#### MATERIAL FOR THIS TASK

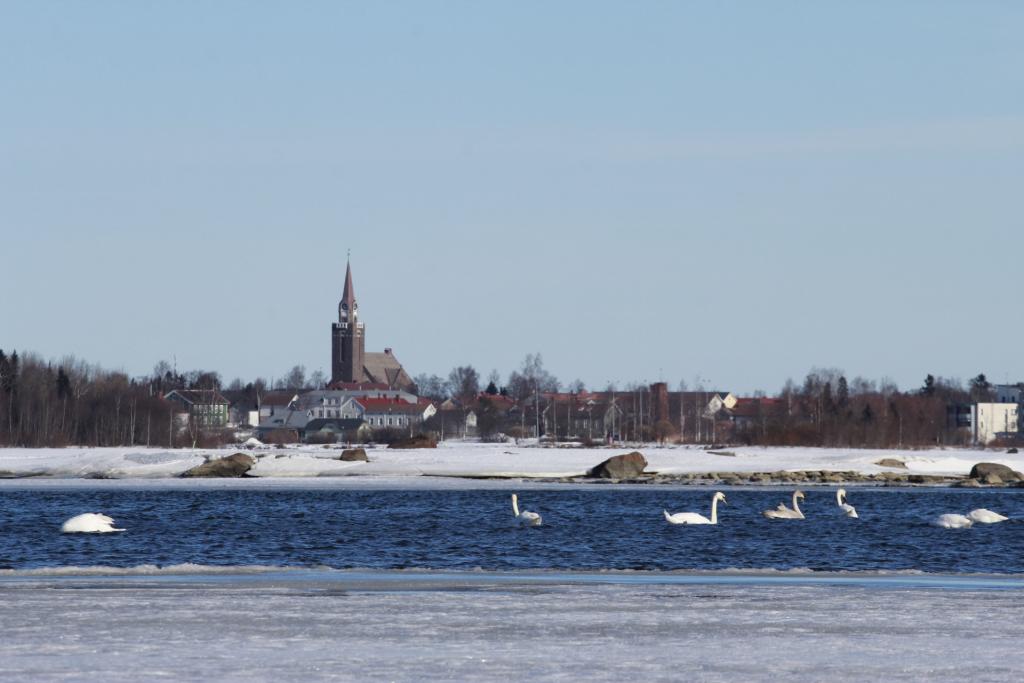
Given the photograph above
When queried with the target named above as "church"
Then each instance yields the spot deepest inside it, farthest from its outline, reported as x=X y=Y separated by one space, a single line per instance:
x=350 y=364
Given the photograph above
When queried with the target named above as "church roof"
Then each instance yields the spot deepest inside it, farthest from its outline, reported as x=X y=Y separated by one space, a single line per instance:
x=383 y=368
x=348 y=295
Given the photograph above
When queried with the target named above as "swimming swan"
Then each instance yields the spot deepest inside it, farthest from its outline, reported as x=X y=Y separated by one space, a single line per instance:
x=983 y=516
x=782 y=512
x=847 y=509
x=525 y=517
x=90 y=522
x=953 y=521
x=694 y=518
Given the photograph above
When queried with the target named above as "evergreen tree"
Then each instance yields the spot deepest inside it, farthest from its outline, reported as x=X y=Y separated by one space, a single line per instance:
x=981 y=389
x=64 y=383
x=843 y=392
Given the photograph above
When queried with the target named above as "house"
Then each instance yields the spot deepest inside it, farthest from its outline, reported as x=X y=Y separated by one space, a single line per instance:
x=1010 y=393
x=274 y=403
x=206 y=408
x=333 y=430
x=394 y=413
x=243 y=408
x=992 y=421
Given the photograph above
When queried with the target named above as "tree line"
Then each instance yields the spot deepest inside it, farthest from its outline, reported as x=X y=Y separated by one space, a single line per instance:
x=70 y=401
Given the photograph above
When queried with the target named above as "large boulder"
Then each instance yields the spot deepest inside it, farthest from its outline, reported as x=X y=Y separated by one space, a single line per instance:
x=232 y=466
x=891 y=462
x=982 y=470
x=353 y=456
x=628 y=466
x=418 y=441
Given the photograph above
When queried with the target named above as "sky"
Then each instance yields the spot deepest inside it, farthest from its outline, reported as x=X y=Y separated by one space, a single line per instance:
x=727 y=194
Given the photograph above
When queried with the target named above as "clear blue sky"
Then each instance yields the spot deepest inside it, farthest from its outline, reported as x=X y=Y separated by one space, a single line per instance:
x=735 y=190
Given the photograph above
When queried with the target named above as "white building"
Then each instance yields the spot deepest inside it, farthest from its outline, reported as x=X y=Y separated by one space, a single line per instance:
x=992 y=421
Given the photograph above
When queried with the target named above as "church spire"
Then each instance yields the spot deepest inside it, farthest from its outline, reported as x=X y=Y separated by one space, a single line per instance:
x=348 y=308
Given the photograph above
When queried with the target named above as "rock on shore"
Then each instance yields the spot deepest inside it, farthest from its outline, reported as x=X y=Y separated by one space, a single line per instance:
x=232 y=466
x=628 y=466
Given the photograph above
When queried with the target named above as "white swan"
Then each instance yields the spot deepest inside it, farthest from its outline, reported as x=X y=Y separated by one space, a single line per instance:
x=782 y=512
x=694 y=518
x=89 y=522
x=525 y=517
x=953 y=521
x=983 y=516
x=847 y=509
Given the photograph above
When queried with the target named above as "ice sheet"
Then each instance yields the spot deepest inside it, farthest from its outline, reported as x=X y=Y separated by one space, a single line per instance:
x=467 y=459
x=348 y=630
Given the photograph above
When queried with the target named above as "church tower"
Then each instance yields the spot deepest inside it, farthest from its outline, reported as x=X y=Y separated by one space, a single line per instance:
x=347 y=338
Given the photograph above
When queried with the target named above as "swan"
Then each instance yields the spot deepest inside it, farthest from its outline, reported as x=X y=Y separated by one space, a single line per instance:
x=782 y=512
x=983 y=516
x=89 y=522
x=847 y=509
x=525 y=517
x=694 y=518
x=953 y=521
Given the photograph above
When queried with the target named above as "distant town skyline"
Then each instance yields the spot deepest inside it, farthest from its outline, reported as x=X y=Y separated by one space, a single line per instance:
x=732 y=191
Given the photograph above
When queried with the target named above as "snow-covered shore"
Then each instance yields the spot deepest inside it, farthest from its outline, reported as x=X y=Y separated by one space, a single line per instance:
x=483 y=460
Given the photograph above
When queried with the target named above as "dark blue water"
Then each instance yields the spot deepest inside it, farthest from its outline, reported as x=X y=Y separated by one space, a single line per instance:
x=585 y=528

########

● JOB: Strip out the pictures and quote the remaining data word for word.

● PROBLEM SOLUTION:
Given the photograph above
When queried with the target named above as "church"
Then each instance yields the spot deepest inside it, farthest from its outline, reported as x=X y=Y separated by one space, a single line per instance:
x=350 y=364
Given the photograph above
When queried with the target named above as "church roof"
Then each instance yields the spot deepest inside it, farthest from its outline, reported as x=X y=Y separated by one space, a single line per instance:
x=383 y=368
x=348 y=295
Given the photograph above
When queried with the target named above as "swimming swan"
Then each instance yields the spot deepest inside it, farthest from its outline, reported as x=X y=Y separated by one space, a single line per instance:
x=983 y=516
x=782 y=512
x=847 y=509
x=525 y=517
x=90 y=522
x=953 y=521
x=694 y=518
Given the photograph above
When queried with the target named above as "evergreen tree"
Then each instance yields the spot deepest inside it, farthest from its outline, reported as x=X y=Y separated by one space, a single line per instance:
x=981 y=389
x=64 y=383
x=843 y=392
Given the photograph above
When queried with the target named above as "house"
Then each instance yields the spot deepest inside it, farthest from its outline, reported as x=X y=Y separated by one space, a single line per instance:
x=1010 y=393
x=274 y=403
x=206 y=408
x=333 y=430
x=394 y=413
x=243 y=408
x=992 y=421
Given the photograph above
When queried with the target named above as "tree line"
Then each instance yields the spot deepest inside it, farthest from its outline, reported as x=X y=Y separated by one space, a single line per instance:
x=70 y=401
Given the photograph above
When queried with the target named above as "large boulder"
Then each instance yields the spot deepest inside it, farthest from its outline, reported as x=X y=Y separated by one space, a single line per instance:
x=232 y=466
x=891 y=462
x=982 y=470
x=353 y=456
x=628 y=466
x=418 y=441
Given the photograph above
When queried with the target named above as "sky"
Then each instance yields the spot deepest inside it, farthest from its outline, reported as x=X y=Y separated by one space, a single line per instance:
x=727 y=194
Given the photograph above
When queried with the target named above as "clear blue sky"
Then each instance yields the spot deepest inside it, farthest from its outline, reported as x=X y=Y separated by one space, a single line per instance:
x=735 y=190
Given the photograph above
When queried with the target named above as "white building"
Then each instance yields the spot deepest inside it, farthest from its outline, reported as x=X y=Y separated by one space, a single line per instance:
x=992 y=421
Given the photograph above
When queried with the target named above as "church spire"
Then each instance yields the spot deepest inside it, farthest from its outline, reported as x=X y=Y separated by one space, a single line per instance:
x=348 y=308
Given the photograph above
When queried with the target named above as "rock on shore"
Then each instance yields the spot deepest inside it, farthest from its outline, reported as x=X y=Y separated by one space, a single line per instance:
x=232 y=466
x=628 y=466
Given the photograph above
When queried with the target named above as "white swan"
Then each instance yields the spot deepest inside it, farthest from its outline, reported as x=X y=Y separated by one space, a single line per instance:
x=782 y=512
x=694 y=518
x=89 y=522
x=525 y=517
x=953 y=521
x=983 y=516
x=847 y=509
Given the photograph above
When queried with the target named above as "ice sheet"
Then each instance yields the spot deepest inside it, farthest from its outline, reported as x=X y=Y separated by one space, a single line per instance:
x=467 y=459
x=348 y=630
Given the photograph above
When queried with the target named above as "church tower"
Then each instance yields the spot deepest inside it, farthest from its outline, reported as x=X y=Y separated by one space, a single line per instance:
x=347 y=338
Given the photograph above
When queried with the target named above as "swan"
Then each instance yields the spot deepest inside it, farthest from its outline, reported as x=X y=Y separated by one space, a single line per instance:
x=782 y=512
x=983 y=516
x=89 y=522
x=847 y=509
x=525 y=517
x=694 y=518
x=953 y=521
Given the photograph above
When queried with the target named above as "distant town skyline"
Then each instance yields the spot deepest inside it, farthest from its outline, reported as x=X y=Y separated by one space, a single line per instance:
x=732 y=191
Given the photograph above
When queried with the target named above as "snow-covered shore"
Then each instance yields the spot deepest inside it, farthest from its outline, reported as x=X y=Y separated by one space, a single line per instance:
x=483 y=460
Given the photograph above
When queried with the target named above as "dark blue water"
Then each instance yields the spot deepest inside it, farthest from its outline, reported as x=X y=Y separated by one space, a single line per instance:
x=585 y=528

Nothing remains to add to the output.